### What the exercise asks
Rewrite every line of the listing below with each occurrence of "one_per_instance" replaced by "single_point", keeping everything else unchanged. Leave out the pictures.

(Saved data entries)
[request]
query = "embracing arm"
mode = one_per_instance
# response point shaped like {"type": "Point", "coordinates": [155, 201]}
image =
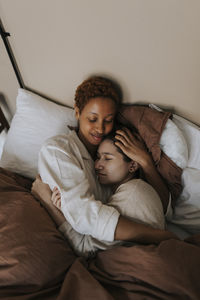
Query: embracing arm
{"type": "Point", "coordinates": [84, 213]}
{"type": "Point", "coordinates": [128, 230]}
{"type": "Point", "coordinates": [134, 148]}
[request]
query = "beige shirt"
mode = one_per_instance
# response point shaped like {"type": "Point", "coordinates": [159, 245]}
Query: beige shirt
{"type": "Point", "coordinates": [136, 200]}
{"type": "Point", "coordinates": [65, 162]}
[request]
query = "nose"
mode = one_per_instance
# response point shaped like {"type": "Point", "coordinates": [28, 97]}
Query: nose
{"type": "Point", "coordinates": [98, 165]}
{"type": "Point", "coordinates": [100, 127]}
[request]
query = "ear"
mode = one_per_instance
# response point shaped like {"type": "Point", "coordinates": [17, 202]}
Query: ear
{"type": "Point", "coordinates": [133, 166]}
{"type": "Point", "coordinates": [77, 112]}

### Finished exercise
[request]
query = "embracing arm"
mode = single_point
# response point shaped like {"type": "Point", "coordinates": [155, 201]}
image =
Query: embracing arm
{"type": "Point", "coordinates": [84, 213]}
{"type": "Point", "coordinates": [128, 230]}
{"type": "Point", "coordinates": [134, 148]}
[request]
query = "beige shirt"
mode = single_point
# response point shaped like {"type": "Point", "coordinates": [159, 245]}
Query: beige shirt
{"type": "Point", "coordinates": [136, 200]}
{"type": "Point", "coordinates": [65, 162]}
[request]
query = "nose"
mode = single_point
# response point shaped like {"type": "Point", "coordinates": [28, 97]}
Query: nose
{"type": "Point", "coordinates": [98, 165]}
{"type": "Point", "coordinates": [100, 127]}
[request]
query = "ear"
mode = single_point
# response point shaped like {"type": "Point", "coordinates": [17, 202]}
Query: ear
{"type": "Point", "coordinates": [133, 166]}
{"type": "Point", "coordinates": [77, 112]}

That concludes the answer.